• [TRECHO DA FONTE]
....
Por que a dor durante a relação sexual acontece?
O incômodo durante o ato sexual, de forma pontual, pode vir a acontecer caso a mulher não esteja lubrificada o suficiente e com o assoalho pélvico relaxado para a penetração acontecer de forma prazerosa. Isso pode acontecer por falta de preliminares, de intimidade com o parceiro para sinalizar o que gosta ou não, inseguranças com o próprio corpo, entre outros motivos.
Quadros de infecções e inflamações vulvovaginais, como candidíase, também podem resultar em incômodos pontuais durante o ato sexual.
De acordo com a ginecologista Nathalie Raibolt, mestre em saúde da mulher e coordenadora da pós-graduação em sexualidade humana na Artmed e PUCPR, o ressecamento vaginal pode acontecer devido à queda do hormônio estrogênio. Isso ocorre principalmente durante a menopausa, mas ainda pode ser percebido em outros períodos da vida da mulher. A reposição hormonal é fundamental nesses casos.
“A dor na relação ainda pode acontecer por causa da vulvodínia (dor crônica na vulva) e do vaginismo, caracterizado pela contração involuntária da musculatura do assoalho pélvico, na possibilidade de penetração”, explica Nathalie Raibolt.
A ginecologista Flávia Fairbanks, secretária do comitê nacional especializado em sexologia da Federação Brasileira das Associações de Ginecologia e Obstetrícia (Febrasgo), explica que outras doenças ginecológicas podem vir a causar o incômodo no ato sexual, como:
- Doença inflamatória pélvica (DIP);
- Endometriose;
- Adenomiose;
- Cistos nos ovários;
- Miomas no útero.
“Não devemos esquecer de causas não ginecológicas, que podem dar dor na relação sexual, como infecção urinária e constipação intestinal mais intensa”, completa a especialista.
A influência do emocional na dor na relação sexual
É verdade que a dor física no ato sexual também pode ter relação com o estado psicológico feminino e há uma explicação para isso.
....
• [LISTAGEM DE DADOS]

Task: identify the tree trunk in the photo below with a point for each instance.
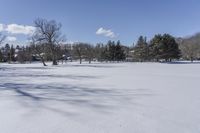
(80, 60)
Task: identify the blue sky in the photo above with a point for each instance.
(123, 20)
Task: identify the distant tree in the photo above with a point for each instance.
(79, 50)
(119, 52)
(38, 49)
(164, 47)
(89, 52)
(12, 53)
(190, 47)
(49, 32)
(2, 38)
(7, 52)
(141, 49)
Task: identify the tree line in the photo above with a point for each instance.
....
• [INSTRUÇÕES DAS TAREFAS]
• a. Resuma em duas frases o trecho sobre dor na relação sexual.
• b. Responda com base no trecho sobre dor na relação sexual:
(i) Segundo Nathalie Raibolt, o que é fundamental nos casos de ressecamento vaginal causado pela queda do estrogênio?
(ii) Como o vaginismo é caracterizado?
(iii) Que cargo Flávia Fairbanks ocupa na Febrasgo?
• c. Prolongue o trecho sobre dor na relação sexual a partir da última frase apresentada.
Os registros são um material à parte, sem relação com o trecho.

• [RESPOSTAS ÀS TAREFAS]
• a. O incômodo pontual na relação sexual pode ocorrer por falta de lubrificação e de relaxamento do assoalho pélvico, por infecções e inflamações vulvovaginais como a candidíase e por ressecamento vaginal ligado à queda do estrogênio, sobretudo na menopausa. Também podem causá-lo a vulvodínia, o vaginismo, doenças ginecológicas como endometriose, adenomiose, cistos nos ovários e miomas no útero, e causas não ginecológicas como infecção urinária e constipação intestinal mais intensa.

• b.
(i) A reposição hormonal.
(ii) Pela contração involuntária da musculatura do assoalho pélvico, na possibilidade de penetração.
(iii) Secretária do comitê nacional especializado em sexologia.

• c.
“A excitação começa no cérebro. Os estímulos eróticos, sejam eles mentais, visuais, ou físicos, disparam a liberação de neurotransmissores, que informam a vulva e a vagina das mudanças que precisam acontecer nelas. Logo, todo trâmite psicológico vai interferir no processo de excitação”, esclarece Nathalie Raibolt.
Não por acaso, mulheres que enfrentam quadros de estresse muito intenso, depressão e ansiedade tendem a ter mais dificuldade para se relacionar sexualmente, como pontua Flávia Fairbanks.
Os reflexos sociais também influenciam o público feminino nesse processo. Não é incomum as mulheres flutuarem entre a culpa por estarem tendo relações sexuais e a dúvida de estarem perfomando na cama como os homens esperam, principalmente devido à comparação com a pornografia.
As duas situações geram inseguranças nas mulheres, dificultando o processo de se concentrar nas sensações de prazer sentidas no sexo, o que pode refletir em dor no ato devido a falta de lubrificação e relaxamento.
Quando é hora de procurar por ajuda médica?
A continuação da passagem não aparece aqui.